AI resource metrics

Monitor AI nodes (GPU) and AI model services in Hologres using these metrics. Track resource usage, invocation volume, and latency, and configure alerting based on the data.

Metric categories

Two categories of metrics are available:

AI Resource Metrics — Monitor overall AI node usage.
AI Model Metrics — Monitor resource usage and invocation statistics per deployed model. Use these metrics to evaluate whether each model is using its allocated resources efficiently.

For information about deploying models, see AI Models and Deployment.

Supported instance types: General-purpose, Compute group type, and Primary/standby instance.

Data appears in this category only after you purchase AI resources and start using them. See AI Resource Pricing and Purchase for details.

Metric	Description
AI Resource Group CPU Usage	Total CPU usage of the AI node
AI Resource Group Memory Usage	Total memory usage of the AI node
AI Resource Group GPU Usage	Total GPU usage of the AI node

AI Model metrics

Data appears in this category only after you deploy a model and invoke it through AI Function. See AI Models and Deployment for deployment details and AI Function for invocation details.

Resource usage

These metrics show how much of the AI node's resources a specific model consumes.

Provided information>
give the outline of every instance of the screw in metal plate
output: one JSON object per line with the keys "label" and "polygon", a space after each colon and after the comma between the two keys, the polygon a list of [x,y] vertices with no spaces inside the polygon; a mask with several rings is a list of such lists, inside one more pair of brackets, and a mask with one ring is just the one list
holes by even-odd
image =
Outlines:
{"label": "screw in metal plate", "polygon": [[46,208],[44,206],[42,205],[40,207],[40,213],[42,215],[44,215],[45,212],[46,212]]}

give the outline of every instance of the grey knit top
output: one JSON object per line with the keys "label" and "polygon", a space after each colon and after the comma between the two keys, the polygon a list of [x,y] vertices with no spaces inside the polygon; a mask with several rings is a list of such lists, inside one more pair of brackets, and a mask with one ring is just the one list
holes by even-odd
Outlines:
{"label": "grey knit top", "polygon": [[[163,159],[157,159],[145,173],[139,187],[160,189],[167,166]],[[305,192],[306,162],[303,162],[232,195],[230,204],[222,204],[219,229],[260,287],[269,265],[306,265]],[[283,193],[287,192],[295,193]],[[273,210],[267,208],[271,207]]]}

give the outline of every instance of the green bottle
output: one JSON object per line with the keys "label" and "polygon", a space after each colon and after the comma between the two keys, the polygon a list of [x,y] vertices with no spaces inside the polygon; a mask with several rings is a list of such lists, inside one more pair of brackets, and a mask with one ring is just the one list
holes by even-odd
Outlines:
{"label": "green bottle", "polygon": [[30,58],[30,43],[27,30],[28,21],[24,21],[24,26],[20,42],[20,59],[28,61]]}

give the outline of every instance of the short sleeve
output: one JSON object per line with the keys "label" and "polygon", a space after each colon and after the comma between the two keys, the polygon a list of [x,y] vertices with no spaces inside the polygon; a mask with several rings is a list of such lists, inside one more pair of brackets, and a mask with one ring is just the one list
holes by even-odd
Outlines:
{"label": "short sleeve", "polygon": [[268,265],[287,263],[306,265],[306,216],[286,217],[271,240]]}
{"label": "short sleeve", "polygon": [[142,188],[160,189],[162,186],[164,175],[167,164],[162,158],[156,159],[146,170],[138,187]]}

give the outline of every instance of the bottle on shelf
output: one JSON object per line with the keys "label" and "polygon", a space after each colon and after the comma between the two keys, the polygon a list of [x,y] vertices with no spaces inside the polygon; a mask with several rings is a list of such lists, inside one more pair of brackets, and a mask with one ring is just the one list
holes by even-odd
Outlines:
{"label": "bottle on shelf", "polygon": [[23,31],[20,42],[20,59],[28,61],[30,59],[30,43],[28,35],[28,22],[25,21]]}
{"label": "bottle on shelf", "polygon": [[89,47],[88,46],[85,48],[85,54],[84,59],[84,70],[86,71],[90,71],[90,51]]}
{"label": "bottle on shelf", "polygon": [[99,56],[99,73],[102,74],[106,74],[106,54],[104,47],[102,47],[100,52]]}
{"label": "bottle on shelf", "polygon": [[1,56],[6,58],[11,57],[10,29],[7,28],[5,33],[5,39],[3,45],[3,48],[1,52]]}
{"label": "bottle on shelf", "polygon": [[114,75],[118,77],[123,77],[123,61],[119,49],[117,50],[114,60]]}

Challenge> Reproduce everything in the AI resource metrics page above from "Data appears in this category only after you deploy" down to "specific model consumes.".

Output for this task>
Data appears in this category only after you deploy a model and invoke it through AI Function. See AI Models and Deployment for deployment details and AI Function for invocation details.

Resource usage

These metrics show how much of the AI node's resources a specific model consumes.